• [FUENTE]:
¡El Vaticano tiene una comunidad homosexual de las más numerosas del mundo, dudo que, aún en el Castro de San Francisco, ese barrio gay emblemático, hoy mixto, haya tantos homosexuales!” —Frédéric Martel.
Una singular homofobia es practicada por la curia católica; por conveniencia en unos casos, por convicción en otros. Su jefe máximo, el papa Francisco, no escapa a tal desvarío por mucho que lo camufle en sus frecuentes discursos. Singular porque son aquellos prelados de mayor vehemencia homofóbica ante su feligresía, quienes comúnmente mantienen en privado vidas y prácticas homosexuales. El reciente libro con el muy sugerente título Sodoma, del escritor-investigador francés Frédéric Martel nos da parte de un estudio de más de 600 páginas en donde concluye sobre el secreto a voces: más del 80% de los prelados católicos son homosexuales.
Y el problema no es la homosexualidad per se, sino cuando esta es practicada por hombres “de dios”, que hacen votos de castidad, que adhieren a principios como el celibato y pregonan lo nefasto de la conducta homosexual. Incoherencia por decir lo menos, hipocresía por decirlo asertivamente e impostura por decirlo mejor. Y cuando estos célibes de papel y púlpito añaden pedofilia, los adjetivos calificativos nos quedan cortos.
Poco a poco se va desentramando la verdadera ideología de Francisco, el papa que en sus inicios creó gran entusiasmo, porque sembró esperanzas con sus calculados y sibilinos decires, cargados de ambigüedad. Parecían novedosos, innovadores, con un trasfondo de cambios a la anticuada institución católica.
Ahora, después de cinco años de apoltronamiento en el solio, continúa emitiendo frases cifradas que hubo de transformar en otras más reales y reveladoras de sus entrañas, de sus verdaderas intenciones; se le descorre el subrepticio camuflaje con el que lograba aceptación de su ciega grey. Fue así como pasó del ¿quién soy yo para juzgar [a los homosexuales]? a recomendar llevar al psiquiatra a los niños que manifiesten conductas homosexuales. Tuvieron que salir los servicios de comunicación vaticana a corregir el entuerto, pero como fue tan fuerte acudieron al malentendido, dado que fue aún inexplicable terminaron diciendo que Jorge Bergoglio, Francisco por obra del espíritu santo, no tenía por idioma nativo el italiano, así es que fue simplemente un traspié en las sutilezas lingüísticas. Olvidaron los traductores-correctores-comunicadores que en lengua española, la suya natal, había ya expresado semejantes homofobias en Buenos Aires cuando era su obispo: calificaba al matrimonio igualitario como “un plan del demonio”, al tiempo que repudiaba a los homosexuales y predicaba contra el uso del preservativo. Era ya un “hombre moderno”...

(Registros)
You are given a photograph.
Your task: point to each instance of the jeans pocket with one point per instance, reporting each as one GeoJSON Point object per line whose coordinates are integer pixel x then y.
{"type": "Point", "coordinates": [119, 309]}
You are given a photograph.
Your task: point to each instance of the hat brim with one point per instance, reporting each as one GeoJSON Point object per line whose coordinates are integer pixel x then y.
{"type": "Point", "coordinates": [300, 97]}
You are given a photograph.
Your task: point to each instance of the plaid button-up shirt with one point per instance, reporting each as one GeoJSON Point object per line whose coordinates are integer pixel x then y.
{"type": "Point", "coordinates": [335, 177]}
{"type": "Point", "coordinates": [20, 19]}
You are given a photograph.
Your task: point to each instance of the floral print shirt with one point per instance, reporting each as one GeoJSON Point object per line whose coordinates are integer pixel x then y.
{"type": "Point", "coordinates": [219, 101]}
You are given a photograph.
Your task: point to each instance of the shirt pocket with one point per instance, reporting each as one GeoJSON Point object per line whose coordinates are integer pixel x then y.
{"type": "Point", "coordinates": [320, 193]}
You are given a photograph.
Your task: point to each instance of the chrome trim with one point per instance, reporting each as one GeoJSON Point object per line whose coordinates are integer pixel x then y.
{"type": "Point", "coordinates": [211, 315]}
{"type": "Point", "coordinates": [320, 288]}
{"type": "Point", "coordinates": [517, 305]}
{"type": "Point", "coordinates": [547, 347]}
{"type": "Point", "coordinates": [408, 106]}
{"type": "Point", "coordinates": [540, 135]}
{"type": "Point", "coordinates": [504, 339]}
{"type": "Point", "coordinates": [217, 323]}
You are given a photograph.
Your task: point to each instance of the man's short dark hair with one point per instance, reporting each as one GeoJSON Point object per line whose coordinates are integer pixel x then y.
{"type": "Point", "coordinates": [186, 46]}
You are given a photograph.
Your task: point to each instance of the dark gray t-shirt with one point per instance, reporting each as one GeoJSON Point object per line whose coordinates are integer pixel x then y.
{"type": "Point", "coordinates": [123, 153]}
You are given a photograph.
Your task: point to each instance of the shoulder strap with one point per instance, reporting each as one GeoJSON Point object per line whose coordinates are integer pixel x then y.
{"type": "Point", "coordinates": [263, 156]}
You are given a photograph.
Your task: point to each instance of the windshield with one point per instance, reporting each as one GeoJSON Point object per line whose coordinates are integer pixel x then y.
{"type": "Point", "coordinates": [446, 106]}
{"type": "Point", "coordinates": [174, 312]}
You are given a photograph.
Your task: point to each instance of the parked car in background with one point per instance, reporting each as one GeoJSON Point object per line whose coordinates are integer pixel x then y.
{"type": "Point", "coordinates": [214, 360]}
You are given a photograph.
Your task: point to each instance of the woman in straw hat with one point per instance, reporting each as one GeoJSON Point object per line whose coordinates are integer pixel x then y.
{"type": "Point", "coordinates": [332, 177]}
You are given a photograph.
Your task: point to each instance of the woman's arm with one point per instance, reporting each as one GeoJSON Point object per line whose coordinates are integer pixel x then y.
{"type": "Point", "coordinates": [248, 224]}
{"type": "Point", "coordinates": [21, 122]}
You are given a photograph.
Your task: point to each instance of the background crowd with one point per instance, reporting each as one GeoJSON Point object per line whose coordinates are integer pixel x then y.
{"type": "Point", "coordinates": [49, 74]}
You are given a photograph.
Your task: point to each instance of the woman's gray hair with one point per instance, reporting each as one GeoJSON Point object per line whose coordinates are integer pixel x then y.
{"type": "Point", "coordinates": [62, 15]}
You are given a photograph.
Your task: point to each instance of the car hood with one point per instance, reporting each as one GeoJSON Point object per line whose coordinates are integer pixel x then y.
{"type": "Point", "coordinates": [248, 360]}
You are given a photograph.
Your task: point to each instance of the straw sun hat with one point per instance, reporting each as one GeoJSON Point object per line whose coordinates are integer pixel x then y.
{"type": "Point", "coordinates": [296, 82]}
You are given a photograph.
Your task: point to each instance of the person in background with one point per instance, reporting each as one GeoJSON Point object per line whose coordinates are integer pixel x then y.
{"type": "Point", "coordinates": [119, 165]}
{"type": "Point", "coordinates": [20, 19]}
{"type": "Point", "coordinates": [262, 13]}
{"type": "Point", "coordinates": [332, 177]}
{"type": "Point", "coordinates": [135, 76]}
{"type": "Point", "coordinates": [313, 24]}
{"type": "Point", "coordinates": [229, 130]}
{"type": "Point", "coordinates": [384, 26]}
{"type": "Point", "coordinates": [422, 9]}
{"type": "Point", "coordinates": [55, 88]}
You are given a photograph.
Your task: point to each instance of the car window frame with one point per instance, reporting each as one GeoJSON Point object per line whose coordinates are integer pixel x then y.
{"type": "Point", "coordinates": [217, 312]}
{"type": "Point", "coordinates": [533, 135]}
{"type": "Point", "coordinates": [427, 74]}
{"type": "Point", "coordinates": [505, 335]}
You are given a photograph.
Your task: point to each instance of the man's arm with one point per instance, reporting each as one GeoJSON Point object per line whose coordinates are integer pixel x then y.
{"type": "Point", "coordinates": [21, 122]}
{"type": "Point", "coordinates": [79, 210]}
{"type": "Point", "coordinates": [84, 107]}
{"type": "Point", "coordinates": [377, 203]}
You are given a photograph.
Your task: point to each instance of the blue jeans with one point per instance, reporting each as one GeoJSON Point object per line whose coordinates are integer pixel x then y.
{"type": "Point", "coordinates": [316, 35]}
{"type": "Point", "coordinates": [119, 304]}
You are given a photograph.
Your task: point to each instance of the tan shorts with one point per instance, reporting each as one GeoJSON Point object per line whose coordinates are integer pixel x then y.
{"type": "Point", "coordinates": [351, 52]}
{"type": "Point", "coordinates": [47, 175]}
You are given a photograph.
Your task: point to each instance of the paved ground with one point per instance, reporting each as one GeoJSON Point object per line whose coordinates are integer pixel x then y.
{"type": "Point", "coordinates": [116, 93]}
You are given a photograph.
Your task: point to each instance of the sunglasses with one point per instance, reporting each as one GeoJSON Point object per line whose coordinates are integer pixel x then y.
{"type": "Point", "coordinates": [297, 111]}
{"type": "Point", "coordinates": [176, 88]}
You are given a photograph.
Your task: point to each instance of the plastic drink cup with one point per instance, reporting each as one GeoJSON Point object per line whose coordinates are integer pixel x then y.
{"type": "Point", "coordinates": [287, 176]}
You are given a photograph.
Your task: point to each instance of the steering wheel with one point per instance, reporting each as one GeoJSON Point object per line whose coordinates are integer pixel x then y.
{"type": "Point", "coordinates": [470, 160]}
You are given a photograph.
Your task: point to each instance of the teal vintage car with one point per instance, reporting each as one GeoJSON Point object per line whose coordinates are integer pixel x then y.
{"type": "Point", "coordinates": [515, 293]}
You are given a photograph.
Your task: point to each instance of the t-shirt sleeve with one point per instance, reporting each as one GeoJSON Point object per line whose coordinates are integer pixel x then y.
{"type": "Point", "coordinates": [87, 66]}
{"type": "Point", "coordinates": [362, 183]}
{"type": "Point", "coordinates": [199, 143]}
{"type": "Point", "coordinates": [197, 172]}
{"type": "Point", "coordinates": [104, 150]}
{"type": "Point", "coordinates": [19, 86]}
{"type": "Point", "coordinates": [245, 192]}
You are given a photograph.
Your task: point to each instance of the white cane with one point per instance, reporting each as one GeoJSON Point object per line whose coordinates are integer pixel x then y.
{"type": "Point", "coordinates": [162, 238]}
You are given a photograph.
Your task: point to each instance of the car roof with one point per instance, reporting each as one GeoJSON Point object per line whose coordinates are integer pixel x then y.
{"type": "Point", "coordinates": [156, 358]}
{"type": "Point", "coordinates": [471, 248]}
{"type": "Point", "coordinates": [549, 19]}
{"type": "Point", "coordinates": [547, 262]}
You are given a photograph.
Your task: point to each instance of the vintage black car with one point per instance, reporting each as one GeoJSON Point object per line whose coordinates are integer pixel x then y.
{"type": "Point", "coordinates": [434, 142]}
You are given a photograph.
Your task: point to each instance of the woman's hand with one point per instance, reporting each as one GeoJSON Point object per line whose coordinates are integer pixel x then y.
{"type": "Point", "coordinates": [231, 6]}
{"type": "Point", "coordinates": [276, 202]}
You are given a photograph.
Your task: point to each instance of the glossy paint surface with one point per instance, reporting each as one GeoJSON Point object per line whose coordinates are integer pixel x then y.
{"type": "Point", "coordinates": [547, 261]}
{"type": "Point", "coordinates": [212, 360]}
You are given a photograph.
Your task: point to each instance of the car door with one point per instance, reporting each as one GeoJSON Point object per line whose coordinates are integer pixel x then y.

• [LO QUE HAY QUE HACER]:
Escribe cómo sigue el artículo sobre el papa Francisco y la homofobia en el Vaticano, a partir de su última frase. El listado es material aparte y no tiene que ver con el artículo.

• [EL RESULTADO]:
Es que en juego largo las cartas por ocultas que sean, resultan siempre adivinadas o develadas; es imposible jugar siempre a la tapada, los hechos obligan a mostrar, a tomar posiciones, a dejar la vaguedad, a abandonar el doble sentido, a salir de los eufemismos, a precisar.
La homosexualidad y la carencia de celibato sacerdotal en el Vaticano y en el resto del orbe no es problema mayor, es solo un desacato a una norma interna, el verdadero problema que atañe e incrimina a los prelados católicos es la pedofilia, porque aquí no se trata de una pauta institucional transgredida, sino de un delito público.
El escándalo actual de la Iglesia católica es, sin duda, la pedofilia de muchos de sus prelados, que pensaron que esto podía ocultarse por siempre entre sus enaguas purpúreas, pero ni ese travestimento ha logrado disipar la magnitud de la desvergüenza en la que incurrieron y que ahora ahoga a la iglesia.
Las investigaciones laicas, las estadísticas acusadoras y las quejas de todas partes mandaron al asilo al co-papa Ratzinger (ex Benedicto XVI), está recluido en un convento de lujo, antesala del paraíso que sin duda cree merecer dentro de poco. Muchas cosas empujaron a este embajador divino a abandonar su cargo, pero sobre todo el saber que su propio hermano, también ensotanado estaba envuelto no solo en granate sino en graves sospechas del nefando delito: vinculado al abuso de 547 chicos de un coro católico que dirigió durante 30 años en la catedral de Ratisbona (Alemania), se le acusa como mínimo de encubrimiento.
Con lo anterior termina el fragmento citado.